ACTION ITEM:
Repeat the data below exactly. Include each line.

[Opening INFORMATION SUPPLIED section]

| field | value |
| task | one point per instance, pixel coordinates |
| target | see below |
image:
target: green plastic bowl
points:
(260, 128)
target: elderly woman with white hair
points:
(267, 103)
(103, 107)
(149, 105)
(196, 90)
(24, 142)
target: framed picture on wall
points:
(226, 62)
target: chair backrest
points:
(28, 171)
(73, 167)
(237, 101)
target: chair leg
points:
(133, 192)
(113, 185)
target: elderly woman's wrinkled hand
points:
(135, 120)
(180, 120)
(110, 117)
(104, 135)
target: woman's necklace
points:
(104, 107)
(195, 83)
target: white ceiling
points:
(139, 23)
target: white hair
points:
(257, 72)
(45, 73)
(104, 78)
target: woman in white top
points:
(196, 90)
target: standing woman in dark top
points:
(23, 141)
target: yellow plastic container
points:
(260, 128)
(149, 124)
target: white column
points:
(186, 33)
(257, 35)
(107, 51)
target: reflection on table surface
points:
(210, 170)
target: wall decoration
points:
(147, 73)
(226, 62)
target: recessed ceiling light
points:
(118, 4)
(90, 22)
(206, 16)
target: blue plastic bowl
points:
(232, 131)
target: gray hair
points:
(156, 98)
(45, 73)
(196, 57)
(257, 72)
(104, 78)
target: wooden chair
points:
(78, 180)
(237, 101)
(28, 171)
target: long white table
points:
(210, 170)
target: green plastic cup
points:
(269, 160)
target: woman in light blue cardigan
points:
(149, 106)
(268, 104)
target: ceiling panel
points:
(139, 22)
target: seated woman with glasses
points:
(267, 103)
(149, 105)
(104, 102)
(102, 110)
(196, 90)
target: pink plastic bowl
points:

[Closing INFORMATION SUPPLIED section]

PROBLEM SOLUTION:
| field | value |
| task | one point per instance, pixel coordinates |
| target | see below |
image:
target: green plastic bowl
points:
(260, 128)
target: elderly woman with white hair
points:
(267, 103)
(103, 107)
(149, 105)
(196, 90)
(24, 142)
target: framed picture on wall
points:
(226, 62)
target: chair backrest
points:
(28, 171)
(73, 167)
(237, 101)
target: chair leg
points:
(133, 192)
(113, 185)
target: elderly woman's wrinkled hand
points:
(135, 120)
(180, 120)
(110, 117)
(104, 135)
target: woman's necklace
points:
(104, 107)
(195, 83)
target: white ceiling
points:
(139, 23)
target: white hair
points:
(257, 72)
(45, 73)
(104, 78)
target: woman in white top
points:
(196, 90)
target: standing woman in dark top
points:
(23, 141)
target: yellow plastic container
points:
(260, 128)
(149, 124)
target: white column
points:
(186, 33)
(257, 35)
(107, 51)
target: reflection on table surface
points:
(210, 170)
target: wall decoration
points:
(147, 73)
(226, 62)
target: recessed ceiling light
points:
(118, 4)
(90, 22)
(206, 16)
target: blue plastic bowl
points:
(232, 131)
target: gray hair
points:
(156, 98)
(45, 73)
(196, 57)
(257, 72)
(104, 78)
target: wooden chair
points:
(78, 180)
(237, 101)
(28, 171)
target: long white table
points:
(210, 170)
target: green plastic cup
points:
(269, 160)
target: woman in light blue cardigan
points:
(149, 106)
(268, 104)
target: ceiling panel
points:
(139, 22)
target: seated woman with glasses
points:
(267, 103)
(149, 105)
(104, 102)
(102, 110)
(196, 90)
target: pink plastic bowl
points:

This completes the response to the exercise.